**ФРАГМЕНТ СТРАНИЦЫ**
"""

Прежде всего, мы напомним, что магия, какого низкого порядка она бы ни была сама по себе, есть тем не менее подлинная традиционная наука. Как таковая она может законно занять место среди приложений ортодоксального учения, пусть даже это будет подчиненное и второстепенное место, соответствующее ее случайному, по существу, характеру. С другой стороны, поскольку действительное развитие частных традиционных наук фактически определено условиями, свойственными той или иной эпохе, то естественно и в какой-то степени нормально, что самые случайные из них развиваются особенно в тот период, когда человечество в наибольшей степени удалено от чистой интеллектуальности, то есть в Кали-югу, и что тогда они приобретают важность, которую они никогда бы не могли иметь в предшествующие периоды, оставаясь при этом в заданных самой их природой границах. Традиционные науки, каковы бы они ни были, всегда могут служить «опорами» для возвышения к познанию высшего порядка, и именно это придает им, больше, чем это им присуще самим по себе, собственно доктринальную ценность. Но как мы это уже говорили, такие «опоры» должны становиться вообще все более и более случайными по мере того, как выполняется циклическое «нисхождение», чтобы оставаться пригодными для человеческих возможностей каждой эпохи. Развитие низших традиционных наук есть, таким образом, лишь частный случай этой необходимой «материализации» «опор», о чем мы говорили. Но в то же время, само собой разумеется, что опасность отклонения становится тем большей, чем дальше идут в этом направлении. Вот почему такая наука, как магия, явно находится среди тех, которые легче всего дают место всякого рода деформациям и незаконному использованию; во всяком случае, отклонение реализуемо, в конечном счете, лишь в самих условиях этого периода «помрачения», каким является Кали-юга.
Легко понять прямую связь, которую имеют все эти замечания с тантризмом, доктринальной формой, специально приспособленной к Кали-юге. И если добавить, что тантризм, как мы уже указывали в другом месте, специально настаивает на «силе» как средстве или даже как возможной основе «реализации», то не стоит удивляться тому, что тем самым он должен придавать довольно большую важность, можно было бы даже сказать, максимально возможную важность, при их относительности, наукам, которые тем или иным образом способны внести вклад в развитие этой силы в какой-либо области. Очевидно, что магия в этом случае обретает здесь свое место, с чем невозможно спорить; но стоит четко сказать, что она никоим образом не составляет сущности тантризма: культивировать магию ради нее самой, а также принимать в качестве цели изучение или производство «феноменов» любого рода означает замыкаться в иллюзии вместо того, чтобы постараться от нее освободиться. Это всего лишь отклонение и, следовательно, уже не есть тантризм, то есть аспект ортодоксальной традиции и «путь», предназначенный привести существо к подлинной «реализации».

"""

**ИСХОДНЫЕ ДАННЫЕ**
"""

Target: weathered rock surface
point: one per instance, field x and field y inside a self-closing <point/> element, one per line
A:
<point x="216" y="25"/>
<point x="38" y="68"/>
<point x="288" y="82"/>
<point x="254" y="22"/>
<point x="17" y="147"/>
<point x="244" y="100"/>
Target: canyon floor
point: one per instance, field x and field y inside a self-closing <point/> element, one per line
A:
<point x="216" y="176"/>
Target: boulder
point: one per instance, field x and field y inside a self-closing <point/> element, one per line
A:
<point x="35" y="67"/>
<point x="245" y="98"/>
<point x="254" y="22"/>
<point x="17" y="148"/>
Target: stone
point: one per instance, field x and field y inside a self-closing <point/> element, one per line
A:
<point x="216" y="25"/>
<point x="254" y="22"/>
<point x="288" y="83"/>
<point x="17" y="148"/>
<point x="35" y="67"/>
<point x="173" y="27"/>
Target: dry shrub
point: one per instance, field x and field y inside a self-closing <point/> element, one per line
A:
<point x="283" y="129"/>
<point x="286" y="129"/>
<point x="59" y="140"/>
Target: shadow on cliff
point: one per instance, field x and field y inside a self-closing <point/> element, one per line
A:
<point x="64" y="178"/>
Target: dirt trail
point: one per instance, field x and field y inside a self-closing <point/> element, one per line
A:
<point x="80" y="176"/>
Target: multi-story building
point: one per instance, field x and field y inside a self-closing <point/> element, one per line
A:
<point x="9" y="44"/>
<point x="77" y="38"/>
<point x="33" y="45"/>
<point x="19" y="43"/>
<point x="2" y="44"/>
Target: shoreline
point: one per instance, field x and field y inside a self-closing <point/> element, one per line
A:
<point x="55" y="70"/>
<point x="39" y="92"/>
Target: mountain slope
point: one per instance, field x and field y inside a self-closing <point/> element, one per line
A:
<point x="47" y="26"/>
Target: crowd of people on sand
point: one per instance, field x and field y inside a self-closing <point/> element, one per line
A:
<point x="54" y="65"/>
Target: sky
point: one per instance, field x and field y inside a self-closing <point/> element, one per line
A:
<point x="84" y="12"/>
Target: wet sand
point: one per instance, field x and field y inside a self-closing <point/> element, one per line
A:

"""

**УСЛОВИЯ ЗАДАНИЙ**
1) Ответьте на вопросы по фрагменту о магии и тантризме:
(a) Какой наукой названа магия в первом предложении?
(b) Какой период фрагмент называет периодом «помрачения»?
(c) На чем, согласно фрагменту, специально настаивает тантризм?
2) Напишите продолжение фрагмента о магии и тантризме, начав сразу после его последнего предложения.
Данные представляют собой самостоятельный материал, не связанный с фрагментом.

**ОТВЕТЫ К УПРАЖНЕНИЯМ**
1)
(a) Подлинной традиционной наукой.
(b) Кали-югу.
(c) На «силе» как средстве или даже как возможной основе «реализации».

2)
Вообще, довольно охотно признается, что существует тантрическое посвящение. Но чаще всего никто не знает, что же реально в этом заключается. Все то, что мы уже много раз говорили по поводу духовных целей, которые таковы без всякого исключения для всякого правильного посвящения, освобождает нас того, чтобы дальше настаивать на этом. Магия как таковая, относясь исключительно к психической сфере по самому своему определению, конечно, ничего инициатического в себе не имеет. Таким образом, если даже случается, что ритуал посвящения задействует некоторые явно «магические» элементы, обязательно нужно будет (посредством приписываемой им цели и способа их использования в согласии с этой целью), чтобы он их «трансформировал» в нечто совершенно иного порядка, где «психическое» будет уже не более чем только «опорой» духовного; таким образом, на самом деле речь будет идти вовсе не о магии, как, например, не идет речь о геометрии, когда ритуальным образом осуществляют рисунок янтры: «опора», взятая в своей «материальности», если можно так выразиться, никогда не должна смешиваться со свойством высшего порядка, которым ее наделяют в силу ее предназначения. Такое смешение может быть совершено лишь поверхностными наблюдателями, неспособными воспринять что-либо помимо самой внешней и поверхностной видимости, что, действительно, и случается почти со всеми теми в современном западном мире, кто намеревался заняться этими вещами и всегда туда привносил все непонимание, присущее профанному мышлению. Заметим по ходу дела, впрочем, что само это смешение есть также исходная точка «натуралистических» интерпретаций, претендующих представить весь традиционный символизм.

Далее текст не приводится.